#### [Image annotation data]
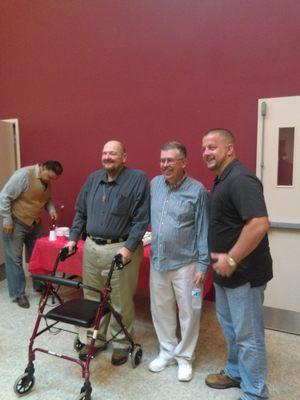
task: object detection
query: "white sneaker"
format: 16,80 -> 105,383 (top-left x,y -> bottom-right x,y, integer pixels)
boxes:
177,360 -> 193,382
148,356 -> 176,372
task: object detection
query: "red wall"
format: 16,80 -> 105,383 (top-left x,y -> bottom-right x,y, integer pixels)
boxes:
0,0 -> 300,224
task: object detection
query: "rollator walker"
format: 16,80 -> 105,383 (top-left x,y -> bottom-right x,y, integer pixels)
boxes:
14,247 -> 143,400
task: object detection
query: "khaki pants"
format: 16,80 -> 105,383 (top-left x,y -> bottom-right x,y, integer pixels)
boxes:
79,237 -> 143,348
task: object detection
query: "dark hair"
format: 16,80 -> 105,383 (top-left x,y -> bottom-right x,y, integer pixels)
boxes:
161,140 -> 187,158
203,128 -> 235,144
42,160 -> 63,176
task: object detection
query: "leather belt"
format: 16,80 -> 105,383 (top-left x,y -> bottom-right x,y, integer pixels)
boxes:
87,233 -> 128,245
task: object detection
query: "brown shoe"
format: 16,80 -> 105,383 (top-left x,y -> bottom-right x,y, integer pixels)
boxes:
17,295 -> 30,308
205,370 -> 240,389
79,343 -> 107,361
111,349 -> 129,365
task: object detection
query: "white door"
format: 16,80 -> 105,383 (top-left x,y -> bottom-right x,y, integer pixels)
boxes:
0,120 -> 20,265
256,96 -> 300,334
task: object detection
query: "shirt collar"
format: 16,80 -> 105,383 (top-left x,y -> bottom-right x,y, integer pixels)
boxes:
100,166 -> 127,185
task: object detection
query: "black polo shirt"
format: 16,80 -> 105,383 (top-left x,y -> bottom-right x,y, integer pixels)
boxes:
208,160 -> 273,288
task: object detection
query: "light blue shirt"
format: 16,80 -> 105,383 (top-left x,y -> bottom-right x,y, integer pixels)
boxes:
0,164 -> 55,226
151,175 -> 209,272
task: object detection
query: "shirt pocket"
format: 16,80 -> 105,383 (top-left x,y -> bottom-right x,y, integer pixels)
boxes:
111,194 -> 130,215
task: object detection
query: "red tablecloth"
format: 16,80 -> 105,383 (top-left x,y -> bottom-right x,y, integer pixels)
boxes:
29,237 -> 212,297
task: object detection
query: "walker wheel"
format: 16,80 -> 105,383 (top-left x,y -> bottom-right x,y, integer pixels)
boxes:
73,336 -> 84,351
131,344 -> 143,368
14,372 -> 35,395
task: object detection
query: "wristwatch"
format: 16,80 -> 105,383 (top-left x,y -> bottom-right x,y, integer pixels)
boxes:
226,255 -> 237,268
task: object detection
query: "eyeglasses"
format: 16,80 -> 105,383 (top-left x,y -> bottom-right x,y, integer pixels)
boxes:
159,158 -> 183,165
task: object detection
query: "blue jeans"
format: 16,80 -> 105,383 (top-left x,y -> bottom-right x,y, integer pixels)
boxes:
215,283 -> 269,400
3,217 -> 42,299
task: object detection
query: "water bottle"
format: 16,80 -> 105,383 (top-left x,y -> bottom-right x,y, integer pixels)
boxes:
192,286 -> 202,310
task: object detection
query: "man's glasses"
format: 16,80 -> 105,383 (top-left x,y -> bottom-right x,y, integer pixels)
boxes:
159,158 -> 183,165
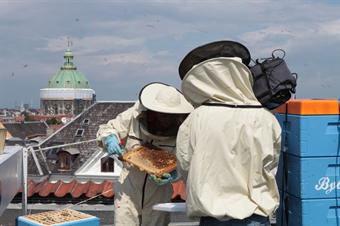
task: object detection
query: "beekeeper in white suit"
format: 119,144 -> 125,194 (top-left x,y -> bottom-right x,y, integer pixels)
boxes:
176,41 -> 281,226
97,83 -> 193,226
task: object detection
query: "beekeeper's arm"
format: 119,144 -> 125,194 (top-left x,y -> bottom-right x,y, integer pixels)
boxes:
176,114 -> 196,181
97,102 -> 141,155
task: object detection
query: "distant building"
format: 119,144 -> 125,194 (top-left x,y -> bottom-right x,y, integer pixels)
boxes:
40,49 -> 95,115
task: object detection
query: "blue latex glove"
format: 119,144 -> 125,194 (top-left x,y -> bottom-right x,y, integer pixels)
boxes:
149,170 -> 177,185
104,134 -> 123,156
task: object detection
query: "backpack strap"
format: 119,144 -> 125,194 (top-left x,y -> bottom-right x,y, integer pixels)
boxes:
202,103 -> 263,108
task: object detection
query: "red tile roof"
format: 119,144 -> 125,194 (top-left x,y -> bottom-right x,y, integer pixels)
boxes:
19,178 -> 186,200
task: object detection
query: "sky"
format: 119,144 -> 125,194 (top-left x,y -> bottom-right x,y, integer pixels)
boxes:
0,0 -> 340,108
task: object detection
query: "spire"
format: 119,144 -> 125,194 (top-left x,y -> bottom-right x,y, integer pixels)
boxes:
60,49 -> 77,70
60,37 -> 77,70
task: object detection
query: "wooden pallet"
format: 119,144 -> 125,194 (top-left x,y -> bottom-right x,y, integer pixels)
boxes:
25,209 -> 91,225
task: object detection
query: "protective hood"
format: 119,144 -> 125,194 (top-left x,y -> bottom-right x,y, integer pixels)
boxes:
182,57 -> 261,107
139,82 -> 194,114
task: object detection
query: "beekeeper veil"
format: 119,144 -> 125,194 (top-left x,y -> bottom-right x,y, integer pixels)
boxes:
139,83 -> 193,137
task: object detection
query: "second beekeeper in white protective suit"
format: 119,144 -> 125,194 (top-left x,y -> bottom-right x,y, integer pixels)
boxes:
97,83 -> 193,226
176,41 -> 281,226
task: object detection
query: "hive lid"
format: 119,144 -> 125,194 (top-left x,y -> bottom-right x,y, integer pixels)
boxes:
276,99 -> 340,115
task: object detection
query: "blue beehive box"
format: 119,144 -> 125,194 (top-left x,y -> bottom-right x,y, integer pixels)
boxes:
276,193 -> 340,226
276,100 -> 340,157
17,209 -> 100,226
276,100 -> 340,226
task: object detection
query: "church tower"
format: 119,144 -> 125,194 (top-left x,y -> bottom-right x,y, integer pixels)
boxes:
40,49 -> 95,115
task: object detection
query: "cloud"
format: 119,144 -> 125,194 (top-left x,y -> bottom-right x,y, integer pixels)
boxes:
37,35 -> 144,55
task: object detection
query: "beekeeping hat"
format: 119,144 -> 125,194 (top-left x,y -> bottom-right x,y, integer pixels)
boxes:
178,40 -> 251,80
139,82 -> 194,114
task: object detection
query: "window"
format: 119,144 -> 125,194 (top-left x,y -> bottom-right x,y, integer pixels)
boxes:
83,118 -> 90,125
76,129 -> 84,137
58,151 -> 72,171
100,156 -> 115,172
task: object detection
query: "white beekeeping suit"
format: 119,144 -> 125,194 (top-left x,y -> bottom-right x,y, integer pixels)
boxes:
97,83 -> 193,226
176,57 -> 281,220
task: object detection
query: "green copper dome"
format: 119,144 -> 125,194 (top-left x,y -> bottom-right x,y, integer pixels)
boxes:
48,49 -> 90,89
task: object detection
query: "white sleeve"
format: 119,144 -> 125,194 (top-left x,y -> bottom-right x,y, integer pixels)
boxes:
176,115 -> 195,180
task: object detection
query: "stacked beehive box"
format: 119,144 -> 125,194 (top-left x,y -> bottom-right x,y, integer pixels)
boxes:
276,100 -> 340,226
17,209 -> 99,226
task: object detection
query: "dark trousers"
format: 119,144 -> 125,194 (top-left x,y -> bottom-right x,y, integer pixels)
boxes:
200,214 -> 270,226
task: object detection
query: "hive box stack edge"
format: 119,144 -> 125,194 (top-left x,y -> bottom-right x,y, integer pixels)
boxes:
16,209 -> 100,226
276,99 -> 340,226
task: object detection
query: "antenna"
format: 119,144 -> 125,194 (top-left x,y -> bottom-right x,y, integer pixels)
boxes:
67,36 -> 73,48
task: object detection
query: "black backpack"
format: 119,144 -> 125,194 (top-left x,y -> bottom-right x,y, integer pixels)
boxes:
178,41 -> 297,109
249,49 -> 297,109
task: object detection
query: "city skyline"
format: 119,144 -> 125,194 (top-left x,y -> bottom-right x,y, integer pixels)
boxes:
0,0 -> 340,108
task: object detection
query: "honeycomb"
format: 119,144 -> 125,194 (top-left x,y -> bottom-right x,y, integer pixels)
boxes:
25,209 -> 91,225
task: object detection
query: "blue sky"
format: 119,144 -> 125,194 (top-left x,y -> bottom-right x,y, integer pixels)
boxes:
0,0 -> 340,108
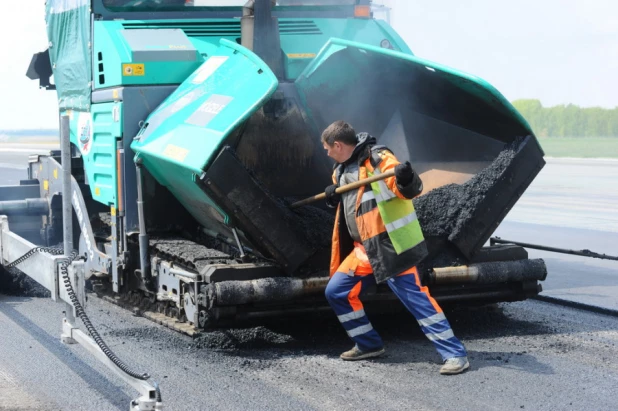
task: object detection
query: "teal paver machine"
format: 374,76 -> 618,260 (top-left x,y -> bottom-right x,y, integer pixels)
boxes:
6,0 -> 546,335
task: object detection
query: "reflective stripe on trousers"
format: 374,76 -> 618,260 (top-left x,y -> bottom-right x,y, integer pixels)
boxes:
326,251 -> 467,360
326,272 -> 383,351
386,269 -> 467,360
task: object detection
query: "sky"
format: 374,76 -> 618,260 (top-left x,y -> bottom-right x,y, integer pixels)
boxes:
0,0 -> 618,129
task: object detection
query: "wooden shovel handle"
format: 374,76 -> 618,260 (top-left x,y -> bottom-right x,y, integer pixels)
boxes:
290,169 -> 395,208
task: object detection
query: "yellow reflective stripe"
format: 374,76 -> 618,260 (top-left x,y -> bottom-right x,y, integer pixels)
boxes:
378,198 -> 414,224
387,220 -> 425,254
384,211 -> 418,232
361,190 -> 376,204
372,180 -> 397,203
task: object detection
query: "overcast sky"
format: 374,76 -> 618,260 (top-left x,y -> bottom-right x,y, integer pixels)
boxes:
0,0 -> 618,129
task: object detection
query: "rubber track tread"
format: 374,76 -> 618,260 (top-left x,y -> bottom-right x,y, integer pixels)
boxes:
149,237 -> 236,273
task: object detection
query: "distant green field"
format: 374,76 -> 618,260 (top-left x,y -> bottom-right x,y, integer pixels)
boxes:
539,137 -> 618,158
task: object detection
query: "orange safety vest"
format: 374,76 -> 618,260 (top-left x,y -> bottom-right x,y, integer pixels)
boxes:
330,146 -> 427,283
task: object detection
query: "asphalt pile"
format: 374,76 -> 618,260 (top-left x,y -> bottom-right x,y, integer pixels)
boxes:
414,139 -> 523,260
109,326 -> 296,351
0,267 -> 51,298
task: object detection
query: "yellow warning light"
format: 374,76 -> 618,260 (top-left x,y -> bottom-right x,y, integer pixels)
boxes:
354,6 -> 371,19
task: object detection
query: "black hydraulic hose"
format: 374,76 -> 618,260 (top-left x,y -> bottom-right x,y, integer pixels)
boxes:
7,247 -> 150,382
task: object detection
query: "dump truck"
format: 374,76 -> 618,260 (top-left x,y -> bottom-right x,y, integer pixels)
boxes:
0,0 -> 547,408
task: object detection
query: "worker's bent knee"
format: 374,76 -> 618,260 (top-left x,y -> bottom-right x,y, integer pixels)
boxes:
324,277 -> 350,302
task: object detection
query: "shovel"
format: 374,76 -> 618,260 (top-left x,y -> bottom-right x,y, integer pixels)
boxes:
290,169 -> 395,208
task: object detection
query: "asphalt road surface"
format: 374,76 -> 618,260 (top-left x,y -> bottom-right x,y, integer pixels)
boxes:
0,144 -> 618,410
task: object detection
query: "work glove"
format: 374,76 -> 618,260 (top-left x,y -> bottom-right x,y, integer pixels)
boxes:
324,184 -> 341,208
395,161 -> 414,187
395,161 -> 423,199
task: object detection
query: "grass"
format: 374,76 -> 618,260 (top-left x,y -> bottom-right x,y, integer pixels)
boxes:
539,137 -> 618,158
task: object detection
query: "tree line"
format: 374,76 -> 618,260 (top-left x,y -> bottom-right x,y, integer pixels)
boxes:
513,100 -> 618,137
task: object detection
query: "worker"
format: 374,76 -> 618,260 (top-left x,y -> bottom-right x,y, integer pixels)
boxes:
322,121 -> 470,374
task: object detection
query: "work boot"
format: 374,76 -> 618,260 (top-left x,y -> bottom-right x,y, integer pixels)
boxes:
440,357 -> 470,375
339,345 -> 384,361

#### [Written exercise]
Report every line in the records above that contains the string "beekeeping", copying each line in full.

#### [Exercise result]
query: "beekeeping hat"
query: "white beekeeping suit"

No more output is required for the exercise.